SHORT PROBLEM 1:
Copy the HPC cluster page word for word from "More details here: high" to "common file systems.".
SHORT PROBLEM 2:
Continue the HPC cluster page from its last sentence.

PAGE:
━━━━━━━━━━━━━━━━
Resgrp:comp-photo-hpc
IC has a centrally-managed HPC computer system. Also, we own two nodes, which have a dedicated batch queue (pqmb) for the group, mainly for short test calculations.
More details here: high performance computing
Join the mailing list. If you have problems, ask around within the group first, otherwise contact Matt Harvey in HPC support directly (m.j.harvey@imperial.ac.uk).
Using The Cluster
Before running calculations on the cluster, look at the tutorial:
Using the cluster : tutorial and examples
Below is a summary / reminder.
Connecting
To connect to the PC cluster and forward display information for X-windows, use
ssh -Y ab1234@login.hpc.ic.ac.uk
Use your short IC college account username instead of ab1234
This connects to one of 3 front-end login nodes. All cluster nodes (the rest are for running calculations through a queuing system) share common file systems.
(To compile Gaussian code, need to specify login-0 explicitly when connecting, as this is the node the supported Gaussian compiler is licensed for). Not true in 10/2022
Once connected, using the command id should give something like the following:
[login-0 ~]$ id uid=45751(mjbear) gid=11000(hpc-users) groups=1010(gaussian-users),11000(hpc-users),11100(gaussian-devel),11232(pgi-users)
To access the current development version of Gaussian, you will need to be in the gaussian-devel group (and sign the developer's license agreement).
━━━━━━━━━━━━━━━━
RECORD EXTRACTS:
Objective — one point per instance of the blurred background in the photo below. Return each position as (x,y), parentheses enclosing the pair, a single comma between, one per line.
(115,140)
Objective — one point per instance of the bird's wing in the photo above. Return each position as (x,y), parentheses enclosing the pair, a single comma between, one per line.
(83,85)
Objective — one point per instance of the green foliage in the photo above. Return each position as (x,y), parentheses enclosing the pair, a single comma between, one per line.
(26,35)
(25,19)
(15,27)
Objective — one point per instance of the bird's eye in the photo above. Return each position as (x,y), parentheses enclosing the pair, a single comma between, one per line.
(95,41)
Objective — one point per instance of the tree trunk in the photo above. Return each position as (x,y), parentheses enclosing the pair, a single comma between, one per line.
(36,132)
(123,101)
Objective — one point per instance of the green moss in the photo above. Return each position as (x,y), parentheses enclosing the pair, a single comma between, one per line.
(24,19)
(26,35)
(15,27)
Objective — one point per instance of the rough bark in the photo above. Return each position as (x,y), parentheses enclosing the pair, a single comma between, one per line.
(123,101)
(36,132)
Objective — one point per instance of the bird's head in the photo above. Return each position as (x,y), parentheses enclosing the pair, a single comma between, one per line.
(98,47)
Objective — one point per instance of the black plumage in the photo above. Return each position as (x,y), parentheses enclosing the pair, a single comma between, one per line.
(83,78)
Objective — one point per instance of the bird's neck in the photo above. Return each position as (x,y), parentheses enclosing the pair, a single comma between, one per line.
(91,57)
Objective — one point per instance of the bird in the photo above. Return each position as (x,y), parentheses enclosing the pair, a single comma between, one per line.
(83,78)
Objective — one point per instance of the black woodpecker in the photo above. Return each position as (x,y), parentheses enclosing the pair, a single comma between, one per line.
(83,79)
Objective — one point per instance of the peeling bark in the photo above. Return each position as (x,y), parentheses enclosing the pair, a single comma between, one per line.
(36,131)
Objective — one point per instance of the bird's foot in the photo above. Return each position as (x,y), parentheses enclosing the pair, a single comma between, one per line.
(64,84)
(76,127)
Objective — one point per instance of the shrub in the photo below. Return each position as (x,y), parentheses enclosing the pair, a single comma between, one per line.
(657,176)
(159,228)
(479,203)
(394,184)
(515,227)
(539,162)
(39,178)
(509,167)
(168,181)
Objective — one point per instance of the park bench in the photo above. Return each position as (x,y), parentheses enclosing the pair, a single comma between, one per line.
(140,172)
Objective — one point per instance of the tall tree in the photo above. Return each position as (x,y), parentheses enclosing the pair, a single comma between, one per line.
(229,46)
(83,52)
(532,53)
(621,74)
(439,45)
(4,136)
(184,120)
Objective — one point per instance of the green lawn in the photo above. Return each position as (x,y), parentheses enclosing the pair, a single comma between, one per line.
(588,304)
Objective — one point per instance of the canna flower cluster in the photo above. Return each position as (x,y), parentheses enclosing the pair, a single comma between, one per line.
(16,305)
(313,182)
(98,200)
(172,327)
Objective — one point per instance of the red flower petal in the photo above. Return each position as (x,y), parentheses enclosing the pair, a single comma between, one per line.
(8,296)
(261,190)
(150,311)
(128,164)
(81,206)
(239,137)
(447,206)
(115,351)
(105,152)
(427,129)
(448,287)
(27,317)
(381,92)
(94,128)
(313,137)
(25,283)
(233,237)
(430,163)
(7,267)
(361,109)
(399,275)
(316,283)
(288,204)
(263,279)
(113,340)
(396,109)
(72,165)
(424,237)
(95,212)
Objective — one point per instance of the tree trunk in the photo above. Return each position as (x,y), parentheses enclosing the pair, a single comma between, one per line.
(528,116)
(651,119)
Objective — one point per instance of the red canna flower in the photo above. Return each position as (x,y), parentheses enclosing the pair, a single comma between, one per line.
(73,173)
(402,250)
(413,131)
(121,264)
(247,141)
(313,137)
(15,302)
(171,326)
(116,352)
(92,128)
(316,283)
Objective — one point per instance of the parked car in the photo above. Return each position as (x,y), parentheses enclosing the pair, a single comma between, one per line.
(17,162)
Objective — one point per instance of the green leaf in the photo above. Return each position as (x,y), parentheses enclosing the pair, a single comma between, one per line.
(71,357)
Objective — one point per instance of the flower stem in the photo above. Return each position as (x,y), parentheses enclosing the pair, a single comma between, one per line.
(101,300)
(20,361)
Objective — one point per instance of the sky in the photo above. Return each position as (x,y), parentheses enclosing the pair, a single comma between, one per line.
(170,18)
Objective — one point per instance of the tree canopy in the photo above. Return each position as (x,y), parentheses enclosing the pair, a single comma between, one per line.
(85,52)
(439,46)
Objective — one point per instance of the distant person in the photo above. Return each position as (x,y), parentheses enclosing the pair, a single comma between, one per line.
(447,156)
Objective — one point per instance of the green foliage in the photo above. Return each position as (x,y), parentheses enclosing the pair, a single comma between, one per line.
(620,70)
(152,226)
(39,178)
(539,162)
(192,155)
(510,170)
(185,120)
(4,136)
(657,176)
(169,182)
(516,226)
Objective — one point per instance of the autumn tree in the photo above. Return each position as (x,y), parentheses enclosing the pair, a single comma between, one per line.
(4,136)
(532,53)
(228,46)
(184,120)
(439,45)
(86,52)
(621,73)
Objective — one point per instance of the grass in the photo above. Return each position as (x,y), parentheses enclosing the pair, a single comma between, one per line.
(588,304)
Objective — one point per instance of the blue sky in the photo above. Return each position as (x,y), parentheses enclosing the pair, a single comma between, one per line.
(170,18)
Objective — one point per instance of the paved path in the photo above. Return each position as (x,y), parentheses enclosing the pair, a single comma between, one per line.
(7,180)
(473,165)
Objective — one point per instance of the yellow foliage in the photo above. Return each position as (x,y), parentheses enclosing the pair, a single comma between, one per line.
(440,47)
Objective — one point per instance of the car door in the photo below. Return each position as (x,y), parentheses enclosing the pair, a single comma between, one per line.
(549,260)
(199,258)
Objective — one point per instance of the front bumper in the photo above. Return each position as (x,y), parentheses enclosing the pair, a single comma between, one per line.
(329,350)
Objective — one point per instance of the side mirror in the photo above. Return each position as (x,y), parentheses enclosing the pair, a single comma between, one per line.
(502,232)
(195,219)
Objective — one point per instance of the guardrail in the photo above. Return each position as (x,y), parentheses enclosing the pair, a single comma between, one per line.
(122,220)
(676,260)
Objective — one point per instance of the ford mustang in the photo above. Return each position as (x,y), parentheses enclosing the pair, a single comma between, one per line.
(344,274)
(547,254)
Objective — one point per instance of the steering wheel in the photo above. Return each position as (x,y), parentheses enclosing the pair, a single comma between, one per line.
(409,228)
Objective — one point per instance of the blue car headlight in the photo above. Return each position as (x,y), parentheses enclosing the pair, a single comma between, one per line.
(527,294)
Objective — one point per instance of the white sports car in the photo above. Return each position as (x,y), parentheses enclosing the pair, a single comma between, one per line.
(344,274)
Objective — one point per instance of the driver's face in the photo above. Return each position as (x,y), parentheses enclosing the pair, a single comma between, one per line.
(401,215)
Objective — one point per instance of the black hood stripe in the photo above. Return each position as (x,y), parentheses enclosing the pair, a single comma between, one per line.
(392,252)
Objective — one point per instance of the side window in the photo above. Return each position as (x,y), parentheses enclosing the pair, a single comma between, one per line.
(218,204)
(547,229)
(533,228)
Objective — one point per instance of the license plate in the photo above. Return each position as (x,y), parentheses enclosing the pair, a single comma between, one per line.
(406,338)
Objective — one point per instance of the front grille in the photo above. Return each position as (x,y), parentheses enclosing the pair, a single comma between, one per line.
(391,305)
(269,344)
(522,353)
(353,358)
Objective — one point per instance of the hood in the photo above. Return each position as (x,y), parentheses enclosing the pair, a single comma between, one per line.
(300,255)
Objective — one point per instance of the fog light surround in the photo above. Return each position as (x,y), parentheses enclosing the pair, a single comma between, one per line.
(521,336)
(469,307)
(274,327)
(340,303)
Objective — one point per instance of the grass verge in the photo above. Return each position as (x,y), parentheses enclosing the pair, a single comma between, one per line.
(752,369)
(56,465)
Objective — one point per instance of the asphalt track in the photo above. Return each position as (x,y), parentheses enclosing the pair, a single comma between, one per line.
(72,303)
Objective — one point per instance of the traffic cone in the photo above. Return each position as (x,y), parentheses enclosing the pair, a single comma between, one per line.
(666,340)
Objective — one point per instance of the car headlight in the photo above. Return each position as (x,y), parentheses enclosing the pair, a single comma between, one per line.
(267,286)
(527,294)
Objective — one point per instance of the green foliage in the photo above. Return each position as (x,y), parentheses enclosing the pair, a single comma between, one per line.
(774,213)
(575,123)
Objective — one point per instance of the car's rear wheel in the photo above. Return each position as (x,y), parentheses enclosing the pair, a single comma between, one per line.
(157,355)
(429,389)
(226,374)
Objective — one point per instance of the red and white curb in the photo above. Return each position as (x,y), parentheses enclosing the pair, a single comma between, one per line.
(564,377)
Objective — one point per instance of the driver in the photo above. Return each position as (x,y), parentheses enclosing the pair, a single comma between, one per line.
━━━━━━━━━━━━━━━━
FINAL ANSWER 1:
More details here: high performance computing
Join the mailing list. If you have problems, ask around within the group first, otherwise contact Matt Harvey in HPC support directly (m.j.harvey@imperial.ac.uk).
Using The Cluster
Before running calculations on the cluster, look at the tutorial:
Using the cluster : tutorial and examples
Below is a summary / reminder.
Connecting
To connect to the PC cluster and forward display information for X-windows, use
ssh -Y ab1234@login.hpc.ic.ac.uk
Use your short IC college account username instead of ab1234
This connects to one of 3 front-end login nodes. All cluster nodes (the rest are for running calculations through a queuing system) share common file systems.

FINAL ANSWER 2:
To access run-time libraries to run Gaussian, you also need to be in the pgi-users groups.
Both should have been set up when your account was created.
Queuing system
Once you have accessed a login node you can now start submitting jobs to the queue. You must not run calculations on the login nodes as they are a shared resource.
Instead, you should ask the login node to find you a suitable compute node to run your job on.
IC uses the PBS queue system. You interact with the queue typically via one of three commands:
qsub job.sh
qsub submits a job file (job.sh in this case) to the queue. job files are slightly modified bash scripts that instruct the compute node what to do
qstat
qstat tells you about the status of your current jobs - whether they are queuing or running. Not that dead jobs do not appear in the listing by default
qdel
Lastly, qdel lets you delete a queued or running job should you change your mind
Job files
A typical job file will look like
#PBS -l ncpus=2 #PBS -l mem=1700mb #PBS -l walltime=00:09:00 #PBS -joe module load gaussian/devel-modules module load gdvh11 gdv < /home/mjbear/test_h11/test009.com > $WORK/test009.log
The lines starting with #PBS are commands to the queuing system. In this case we request 2 cores, 1700mb of RAM and minutes of runtime.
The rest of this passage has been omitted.